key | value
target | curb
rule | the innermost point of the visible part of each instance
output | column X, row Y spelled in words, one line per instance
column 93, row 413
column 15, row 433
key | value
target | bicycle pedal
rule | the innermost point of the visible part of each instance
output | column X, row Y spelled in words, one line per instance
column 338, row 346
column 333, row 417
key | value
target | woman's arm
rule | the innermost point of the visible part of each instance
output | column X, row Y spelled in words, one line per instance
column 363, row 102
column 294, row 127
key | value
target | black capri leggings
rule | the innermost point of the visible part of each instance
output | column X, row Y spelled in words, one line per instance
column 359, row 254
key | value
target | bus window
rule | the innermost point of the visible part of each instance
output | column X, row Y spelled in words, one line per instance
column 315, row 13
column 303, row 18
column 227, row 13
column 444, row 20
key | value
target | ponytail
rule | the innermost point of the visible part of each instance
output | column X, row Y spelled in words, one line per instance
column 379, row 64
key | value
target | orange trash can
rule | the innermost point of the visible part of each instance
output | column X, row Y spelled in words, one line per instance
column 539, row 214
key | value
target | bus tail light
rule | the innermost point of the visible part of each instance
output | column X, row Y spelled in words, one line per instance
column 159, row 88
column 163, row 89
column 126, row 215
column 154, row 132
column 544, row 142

» EXERCISE AIM: Using the listing above, retype each line exactly.

» CORRECT ANSWER:
key | value
target | curb
rule | the innermost point of the visible part of each instance
output | column X, row Y spelled in words, one line per instance
column 93, row 413
column 15, row 433
key | value
target | bicycle pedal
rule | the innermost point of the visible part of each instance
output | column X, row Y spelled in words, one line per instance
column 338, row 346
column 333, row 417
key | value
target | woman's arm
rule | the innermost point of the visible part of each instance
output | column X, row Y spelled in words, one line per instance
column 363, row 102
column 294, row 127
key | value
target | black capri leggings
rule | the innermost point of the visible part of each instance
output | column X, row Y spelled in words, one line per instance
column 359, row 254
key | value
target | bus window
rule | the innermost point of the visible part of each instance
output | column X, row Y spelled in words, one line per instance
column 315, row 13
column 303, row 18
column 227, row 13
column 444, row 20
key | value
target | ponytail
rule | the innermost point of the visible part of each instance
output | column X, row Y spelled in words, one line per instance
column 379, row 64
key | value
target | orange trash can
rule | the innermost point of the visible part of each instance
output | column X, row Y spelled in words, one line per instance
column 539, row 214
key | value
target | bus tail light
rule | the innermost point of the visible part of each instance
output | column X, row Y spelled in words, one line per instance
column 159, row 88
column 163, row 89
column 126, row 215
column 154, row 132
column 544, row 142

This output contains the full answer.